Handmaker's Factory

The Beginner Knitter - The Public Knitting Club


Bouguereau Knitting Girl Joslyn Art Museum, Omaha, Nebraska

There is something personal about knitting your first scarf.  It is like writing the first draft of a book or producing a soufflé. It isn't something that you immediately want witnessed, especially as a beginner knitter. Whilst I have been casting my grandmother’s knitting spell: in there, wool round the needle, under and off, with regular abandon over the last weeks, keen to produce the right conditions for knitterly success, I have also been fairly secretive about knitting as my new passion. The commitment is still there, and the passion to really master a craft instead of constant dabbling, but I have been feeling exceptionally clumsy with the needles. My mother is a staggeringly good knitter and has always shocked me with the dexterity of her technique. The woman looks like she is playing a violin instead of knitting, her fingers flashing with incredible speed as the individual acts of taking up the yarn and making a stitch, morph into one fluid movement. Intimidated by this memory, I have been knitting carefully, indulging in a much less streamlined example of the knitter’s art. I had the idea that I would be shamelessly knitting on buses and in parks, sharing the knit with all and sundry, but this is naïve knitting, tentative, a little confused and very slow. Maybe you know what I mean? Several times I have asked myself, how hard can it be, this making of loops?

It’s pretty obvious that Bourgereau’s ‘Knitting Girl’ (above) was an accomplished knitter – for there she is, daringly resplendent, plying her needles in the daylight. It might seem that she is knitting something simple and homey, socks perhaps, but its my guess she was more of a lace and intarsia girl and any socks she made would be edged with something intricate. Take another look, she meets your gaze, no shying away and burying her face in a state of universal beginner knitters’consternation, rather, her countenance, her stance, are those of the public knitting club, of which, as yet, I am not a member. And a bit of frustration has crept in, for I am so keen to get better, to take my little bit of yarn from the realms of the garter stitch scarf to the lofty echelons of lace shawls, to leave this knitterly awkwardness behind me: to be able to work out replacement yarns, to read a pattern, to speak ‘knit’.

__MATERIAL PROVIDED__.
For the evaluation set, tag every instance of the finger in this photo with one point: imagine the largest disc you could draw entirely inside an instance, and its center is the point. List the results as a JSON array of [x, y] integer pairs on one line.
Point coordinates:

__AIM OF THE TASK__. Continue the piece about learning to knit from the point where it stops. The lines above have nothing to do with the knitting text.

__ANSWER BELOW__.
Or that’s how I began the week, slightly frustrated, slightly embarrassed, wishing I was somewhere else, someone else – an advanced knitter, a 2013 ‘Knitting Girl’. My project was of course, the classic beginner’s scarf, in garter stitch of course. I will get better, I told myself determinedly, I will, I will. I found a bundle of knitting needles in a charity shop, and invested in a ball of the hand painted Japanese yarn, Noro, believing that if I really loved the yarn, then I would surely be able to finish it. I found it online and was intrigued by its self striping qualities, which knit into such a subtle and interesting cornucopia of patterns and colours. When it arrived in the mail, I sat for ages just stroking it, as if it where a cat, recumbent in my lap. Then I intentionally identified a whole afternoon in my diary for starting to knit with it. For seasoned knitters – and by that, I mean knitters who have moved beyond a basic scarf grooved with garter stitch - the high of producing a length of soft and wearable fabric from string and sticks is likely to be soon forgotten. It is a place that is difficult to return to and one not usually heralded in the pages of a knitting magazine. It is also considered as a given that we will want to race through our garter stitch scarf lengths as quickly as possible, seeing them merely as markers on the way to something more intricate. We are mostly convinced that because there is so much to knit, and so little time, we need to knit fast, learn fast and fairly gallop through the rigours of first scarf construction.


Berthe Morisot XX Young Woman Knitting ca -1883

And for me, that is how the journey of the first scarf began, as a race to get somewhere else – to the absorbing and heady world of Ravelry queues, the mystifying language of steeks. It was tiring that I had to concentrate so much. It made me cross. I know some knitters who enjoy watching a DVD as they churn out a sweater and remembered that my grandmother liked to watch TV as she knitted socks, without a pattern. I wanted to be out in public demonstrating technical flair and creative virtuosity. I wanted strangers to bill and coo at my colour choices and shake their heads at my crafting abilities. I dreamt of hearing them say ‘Wow, I want to do that’. I wasn't supposed to feel cross, that wasn't why I’d taken up knitting. It was this repeated confrontation with irritation and frustration and downright crossness that got me thinking: this isn't how its supposed to be, so why does it? Would it instead be possible to let go of some of the pressure and lean back into the world of the beginner knitter? Enjoy being there, just me, the yarn and the pointy sticks, doing a haphazardly choreographed dance and releasing a stretch of nubby scarf, probably indented with a fretwork of holes?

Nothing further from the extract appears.